• About this exercise:
Word for word, retype each record shown below.

[Referring expression pointing data]
----------

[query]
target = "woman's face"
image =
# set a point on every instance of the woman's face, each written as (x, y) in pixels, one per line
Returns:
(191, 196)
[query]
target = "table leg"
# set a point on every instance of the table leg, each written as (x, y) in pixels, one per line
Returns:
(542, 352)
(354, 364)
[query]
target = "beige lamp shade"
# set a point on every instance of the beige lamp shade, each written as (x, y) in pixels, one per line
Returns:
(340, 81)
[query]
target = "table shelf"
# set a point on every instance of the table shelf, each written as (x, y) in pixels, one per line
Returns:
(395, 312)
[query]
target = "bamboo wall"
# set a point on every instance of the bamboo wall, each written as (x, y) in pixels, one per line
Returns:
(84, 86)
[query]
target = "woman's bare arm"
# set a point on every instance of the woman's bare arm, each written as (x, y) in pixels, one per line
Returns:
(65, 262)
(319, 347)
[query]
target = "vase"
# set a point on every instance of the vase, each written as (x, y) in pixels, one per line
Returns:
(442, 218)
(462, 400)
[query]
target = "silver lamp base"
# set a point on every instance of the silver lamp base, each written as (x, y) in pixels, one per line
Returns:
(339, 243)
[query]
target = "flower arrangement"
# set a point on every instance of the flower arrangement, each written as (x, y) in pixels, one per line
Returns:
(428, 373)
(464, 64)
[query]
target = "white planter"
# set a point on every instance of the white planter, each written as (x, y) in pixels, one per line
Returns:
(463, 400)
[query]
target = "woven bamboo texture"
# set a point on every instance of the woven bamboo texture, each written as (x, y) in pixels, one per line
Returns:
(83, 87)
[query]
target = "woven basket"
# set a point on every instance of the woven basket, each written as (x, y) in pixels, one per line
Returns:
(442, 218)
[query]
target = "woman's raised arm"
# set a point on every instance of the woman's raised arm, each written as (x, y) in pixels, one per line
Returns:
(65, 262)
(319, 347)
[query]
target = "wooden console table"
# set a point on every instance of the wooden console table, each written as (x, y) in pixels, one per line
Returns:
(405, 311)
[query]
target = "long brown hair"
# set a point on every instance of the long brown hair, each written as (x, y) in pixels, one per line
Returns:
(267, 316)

----------

• Problem solution:
[query]
target = "woman's face"
image =
# set a point on every instance of the woman's face, each written as (x, y) in pixels, one per line
Returns:
(191, 196)
[query]
target = "table leg"
# set a point on every instance of the table leg, each written as (x, y) in pixels, one per line
Returns:
(542, 352)
(354, 364)
[query]
target = "beige lamp shade"
# set a point on every instance of the beige lamp shade, each written as (x, y) in pixels, one per line
Returns:
(340, 81)
[query]
target = "table shelf"
# set a point on every instance of the table shelf, each written as (x, y) in pixels, one per line
Returns:
(395, 312)
[query]
target = "bamboo wall"
# set a point on every instance of the bamboo wall, each written as (x, y) in pixels, one per line
Returns:
(84, 86)
[query]
target = "woman's bare arm"
# set a point on every instance of the woman's bare arm, each written as (x, y) in pixels, one per line
Returns:
(65, 262)
(319, 347)
[query]
target = "vase"
# set a point on every instance of the vase, each written as (x, y) in pixels, one per line
Returns:
(442, 218)
(462, 400)
[query]
target = "silver lamp base"
# set a point on every instance of the silver lamp base, each written as (x, y) in pixels, one per line
Returns:
(339, 243)
[query]
target = "flower arrangement"
# set a point on every instance of the flower arrangement, each written as (x, y) in pixels, one per line
Returns:
(428, 373)
(464, 64)
[query]
target = "white planter"
# set a point on every instance of the white planter, each written as (x, y) in pixels, one per line
Returns:
(463, 400)
[query]
target = "woven bamboo texture"
# set a point on every instance of the woven bamboo texture, each written as (x, y) in pixels, one per line
Returns:
(83, 87)
[query]
target = "woven basket"
# set a point on every instance of the woven basket, each written as (x, y) in pixels, one per line
Returns:
(442, 218)
[query]
target = "woman's raised arm"
# set a point on every instance of the woman's raised arm, each written as (x, y) in pixels, one per line
Returns:
(65, 262)
(319, 347)
[query]
target = "wooden console table"
# set a point on every instance of the wooden console table, each written as (x, y) in pixels, one per line
Returns:
(405, 311)
[query]
target = "long brown hair"
# set a point on every instance of the long brown hair, each written as (x, y) in pixels, one per line
Returns:
(267, 316)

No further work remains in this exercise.